» WHAT IS EXPECTED
In the excerpt below on the burden of proof under the Employment Equality Acts, when does the onus shift to the respondent to rebut the inference of discrimination?

» DOCUMENT
----------------------------------------

4.2 Section 85A of the Employment Equality Acts sets out the burden of proof which applies to claims of discrimination. It requires the complainants to establish, in the first instance, facts from which discrimination may be inferred. It is only where such a prima facie case has been established that the onus shifts to the respondent to rebut the inference of discrimination raised.
4.3 In relation to the submission on behalf of the complainants that issuing contracts and health & safety documentation in English only amounts to discrimination per se, I am not satisfied that giving staff members whose mother tongue is not English contracts in English only or only issuing safety notices in English only can amount to discrimination in and of itself. Each case must be considered in light of the circumstances that pertain to the employment relationship in its entirety. Factors such as, but not limited to, the employee's knowledge of the language of the contract or notices, the employees knowledge of the business and the work environment, the employer's knowledge of the employee's mother tongue, the availability of translation services - both formal and informal, the size of the company in relation to the numbers of language spoken, the line management structure within the company (in terms of language competence and nationality) and the common language used within the company, all contribute to consideration of what amounts to discrimination in the circumstances of the employment relationship. In addition, whether the employer provides access to language classes should also be taken into account.

----------------------------------------

[Data listing]

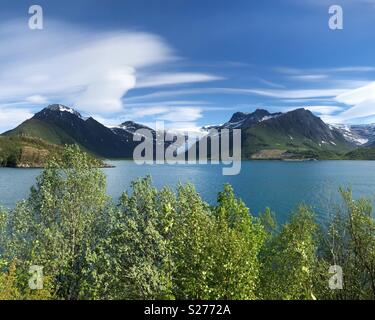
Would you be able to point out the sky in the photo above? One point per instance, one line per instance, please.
(187, 62)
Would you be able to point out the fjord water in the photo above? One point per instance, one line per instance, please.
(279, 185)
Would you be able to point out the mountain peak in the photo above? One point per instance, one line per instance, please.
(62, 108)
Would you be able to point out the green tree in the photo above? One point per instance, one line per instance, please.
(134, 259)
(58, 225)
(289, 259)
(350, 243)
(237, 241)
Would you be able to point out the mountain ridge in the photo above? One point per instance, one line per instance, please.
(291, 135)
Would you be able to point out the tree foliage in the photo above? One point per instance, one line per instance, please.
(170, 244)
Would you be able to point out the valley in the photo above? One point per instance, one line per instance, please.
(294, 135)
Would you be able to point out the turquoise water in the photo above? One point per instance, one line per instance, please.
(275, 184)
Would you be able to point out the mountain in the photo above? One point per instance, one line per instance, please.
(360, 135)
(25, 152)
(241, 120)
(294, 134)
(60, 125)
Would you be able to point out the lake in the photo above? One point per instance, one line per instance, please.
(279, 185)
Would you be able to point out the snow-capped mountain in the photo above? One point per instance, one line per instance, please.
(359, 134)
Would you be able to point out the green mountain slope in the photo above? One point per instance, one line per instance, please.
(43, 130)
(25, 151)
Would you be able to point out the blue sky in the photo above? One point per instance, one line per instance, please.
(187, 62)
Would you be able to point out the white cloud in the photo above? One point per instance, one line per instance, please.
(36, 99)
(361, 100)
(324, 110)
(12, 117)
(85, 69)
(175, 78)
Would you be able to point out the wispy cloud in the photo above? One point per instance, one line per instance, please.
(90, 70)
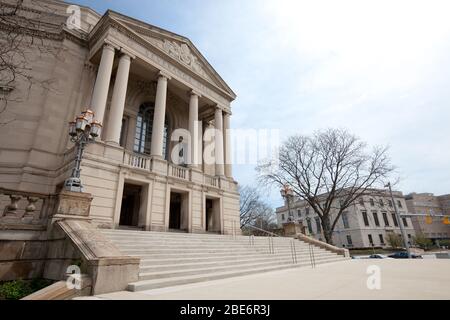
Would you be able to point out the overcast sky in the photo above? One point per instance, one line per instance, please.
(381, 69)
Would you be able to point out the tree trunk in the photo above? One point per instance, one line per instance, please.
(327, 232)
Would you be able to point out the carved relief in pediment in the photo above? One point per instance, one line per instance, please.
(180, 52)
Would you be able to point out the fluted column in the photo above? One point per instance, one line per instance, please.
(193, 129)
(118, 101)
(101, 87)
(159, 116)
(227, 145)
(218, 138)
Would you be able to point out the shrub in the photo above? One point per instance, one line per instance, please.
(18, 289)
(15, 290)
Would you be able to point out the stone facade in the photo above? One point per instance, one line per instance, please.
(368, 221)
(429, 204)
(122, 68)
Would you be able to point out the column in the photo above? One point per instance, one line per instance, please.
(227, 145)
(159, 117)
(193, 129)
(118, 101)
(200, 145)
(218, 139)
(101, 87)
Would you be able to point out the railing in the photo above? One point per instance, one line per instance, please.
(136, 160)
(212, 181)
(178, 172)
(19, 207)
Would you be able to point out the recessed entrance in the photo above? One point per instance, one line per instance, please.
(131, 199)
(212, 213)
(179, 211)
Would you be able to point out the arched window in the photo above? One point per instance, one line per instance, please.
(144, 129)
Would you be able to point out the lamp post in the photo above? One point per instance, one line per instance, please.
(400, 222)
(287, 194)
(82, 131)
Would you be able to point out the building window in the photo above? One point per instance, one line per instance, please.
(385, 219)
(144, 128)
(349, 240)
(375, 218)
(318, 225)
(381, 239)
(394, 218)
(308, 221)
(123, 132)
(345, 220)
(405, 222)
(365, 218)
(370, 239)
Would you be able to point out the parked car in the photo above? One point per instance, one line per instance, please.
(404, 255)
(378, 256)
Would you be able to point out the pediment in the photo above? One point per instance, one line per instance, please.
(178, 48)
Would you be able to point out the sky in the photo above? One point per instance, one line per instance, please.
(380, 69)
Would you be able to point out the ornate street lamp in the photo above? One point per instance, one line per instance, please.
(288, 194)
(82, 131)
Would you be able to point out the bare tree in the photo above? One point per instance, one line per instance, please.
(254, 212)
(25, 32)
(330, 170)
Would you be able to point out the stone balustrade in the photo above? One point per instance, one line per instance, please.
(24, 207)
(142, 162)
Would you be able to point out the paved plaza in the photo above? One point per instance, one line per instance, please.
(399, 279)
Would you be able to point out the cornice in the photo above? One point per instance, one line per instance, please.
(101, 31)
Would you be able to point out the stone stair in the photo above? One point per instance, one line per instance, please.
(169, 259)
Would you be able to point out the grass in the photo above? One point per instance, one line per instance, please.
(18, 289)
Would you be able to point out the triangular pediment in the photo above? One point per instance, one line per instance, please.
(177, 47)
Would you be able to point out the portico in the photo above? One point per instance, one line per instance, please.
(163, 110)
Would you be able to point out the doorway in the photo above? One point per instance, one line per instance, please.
(212, 215)
(131, 199)
(179, 211)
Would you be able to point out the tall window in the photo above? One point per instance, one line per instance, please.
(318, 225)
(405, 222)
(144, 129)
(365, 218)
(370, 239)
(345, 220)
(394, 218)
(349, 241)
(375, 218)
(308, 221)
(385, 218)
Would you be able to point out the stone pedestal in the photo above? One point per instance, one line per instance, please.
(293, 228)
(73, 205)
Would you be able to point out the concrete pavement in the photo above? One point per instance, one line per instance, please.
(398, 279)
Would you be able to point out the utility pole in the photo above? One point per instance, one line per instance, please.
(400, 222)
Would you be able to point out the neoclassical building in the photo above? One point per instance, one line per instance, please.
(150, 89)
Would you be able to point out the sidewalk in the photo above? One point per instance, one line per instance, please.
(400, 279)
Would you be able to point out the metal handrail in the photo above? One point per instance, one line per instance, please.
(265, 231)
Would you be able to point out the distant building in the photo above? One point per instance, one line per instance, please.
(365, 224)
(429, 204)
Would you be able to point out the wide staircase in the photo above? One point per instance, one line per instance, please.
(170, 259)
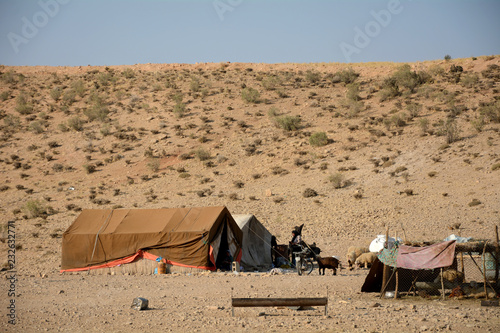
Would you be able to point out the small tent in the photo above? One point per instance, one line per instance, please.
(189, 237)
(256, 243)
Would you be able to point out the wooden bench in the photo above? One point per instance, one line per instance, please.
(266, 302)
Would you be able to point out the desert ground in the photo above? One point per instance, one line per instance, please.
(346, 149)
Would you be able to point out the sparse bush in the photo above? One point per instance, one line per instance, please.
(154, 164)
(474, 202)
(318, 139)
(89, 168)
(337, 180)
(353, 92)
(414, 109)
(313, 76)
(491, 111)
(271, 82)
(346, 76)
(309, 192)
(34, 209)
(288, 123)
(36, 127)
(5, 95)
(250, 95)
(22, 104)
(179, 110)
(451, 131)
(76, 123)
(56, 93)
(202, 154)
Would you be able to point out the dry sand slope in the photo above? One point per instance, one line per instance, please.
(345, 149)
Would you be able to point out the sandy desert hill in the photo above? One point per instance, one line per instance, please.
(345, 149)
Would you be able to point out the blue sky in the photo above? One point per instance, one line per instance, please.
(126, 32)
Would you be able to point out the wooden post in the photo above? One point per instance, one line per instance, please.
(461, 255)
(397, 283)
(442, 282)
(484, 271)
(404, 233)
(497, 255)
(385, 272)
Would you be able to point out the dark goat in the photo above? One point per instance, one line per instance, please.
(328, 262)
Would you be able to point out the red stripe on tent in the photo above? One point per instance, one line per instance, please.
(139, 254)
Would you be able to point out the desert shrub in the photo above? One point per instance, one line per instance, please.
(288, 123)
(154, 164)
(202, 154)
(273, 112)
(5, 95)
(470, 80)
(491, 111)
(474, 202)
(37, 127)
(451, 131)
(346, 76)
(12, 122)
(313, 76)
(478, 124)
(195, 84)
(89, 168)
(353, 92)
(79, 88)
(353, 108)
(309, 192)
(34, 209)
(337, 180)
(250, 95)
(414, 109)
(76, 123)
(128, 73)
(390, 89)
(56, 93)
(179, 110)
(69, 97)
(271, 82)
(98, 111)
(22, 104)
(407, 78)
(423, 123)
(318, 139)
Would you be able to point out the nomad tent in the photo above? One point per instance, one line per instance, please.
(189, 237)
(256, 243)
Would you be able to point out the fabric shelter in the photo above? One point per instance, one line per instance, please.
(197, 237)
(256, 243)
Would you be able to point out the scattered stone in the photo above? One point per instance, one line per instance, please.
(139, 304)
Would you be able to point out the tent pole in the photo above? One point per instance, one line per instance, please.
(442, 283)
(385, 272)
(397, 284)
(497, 255)
(484, 271)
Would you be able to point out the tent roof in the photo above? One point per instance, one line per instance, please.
(182, 235)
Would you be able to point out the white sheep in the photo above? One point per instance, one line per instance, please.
(353, 252)
(366, 259)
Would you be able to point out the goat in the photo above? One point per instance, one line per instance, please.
(328, 262)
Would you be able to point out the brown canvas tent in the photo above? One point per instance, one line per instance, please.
(190, 237)
(256, 243)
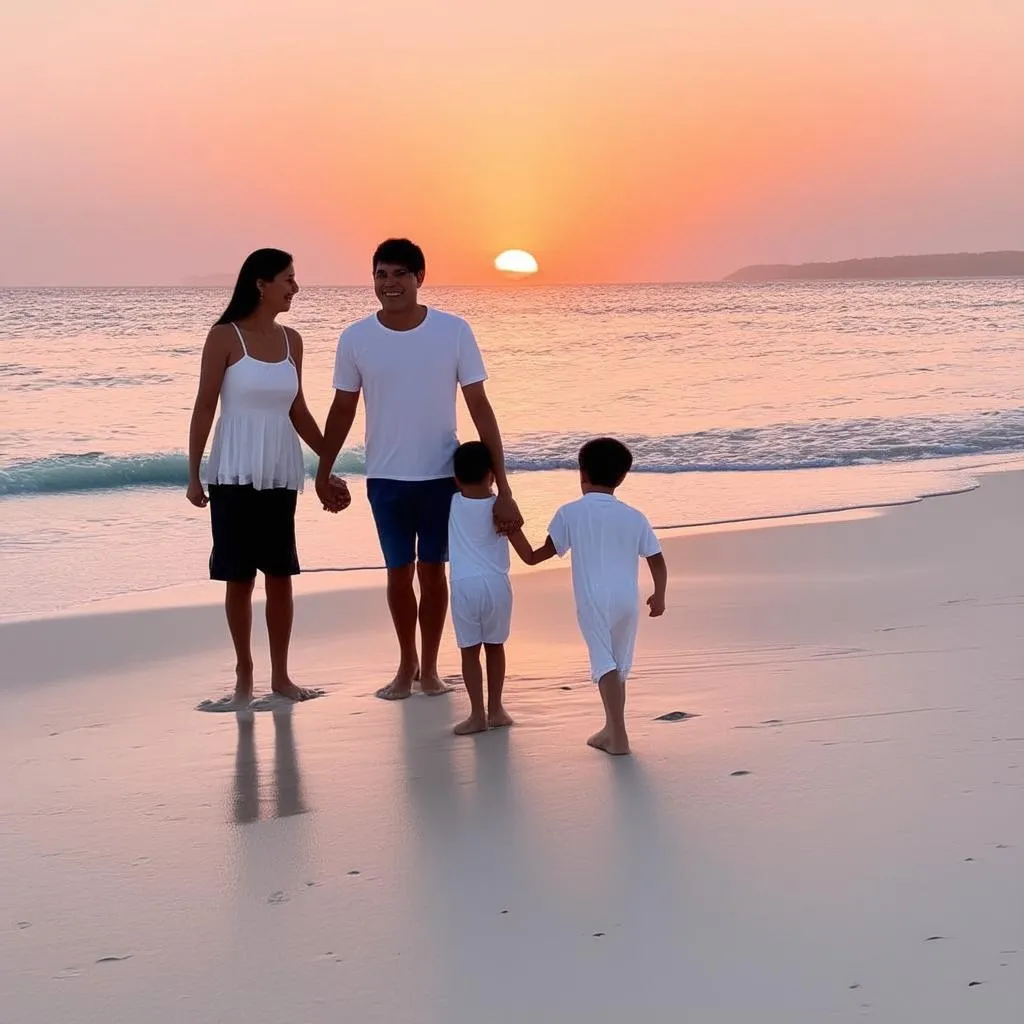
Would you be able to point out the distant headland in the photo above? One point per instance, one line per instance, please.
(1000, 264)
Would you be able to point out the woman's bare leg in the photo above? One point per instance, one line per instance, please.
(280, 612)
(239, 608)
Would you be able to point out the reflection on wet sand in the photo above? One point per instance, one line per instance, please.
(288, 799)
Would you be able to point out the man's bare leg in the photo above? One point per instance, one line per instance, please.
(239, 608)
(401, 602)
(497, 715)
(433, 610)
(612, 738)
(280, 613)
(472, 676)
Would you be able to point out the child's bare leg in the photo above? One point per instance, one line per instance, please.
(612, 738)
(497, 715)
(472, 676)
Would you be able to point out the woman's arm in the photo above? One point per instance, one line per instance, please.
(302, 419)
(211, 376)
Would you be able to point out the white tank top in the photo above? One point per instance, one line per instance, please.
(255, 441)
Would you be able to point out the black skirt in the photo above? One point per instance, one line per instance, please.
(253, 531)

----------------------------------------

» THE OUTPUT
The onus shifts only once the complainants have established a prima facie case, meaning facts from which discrimination may be inferred.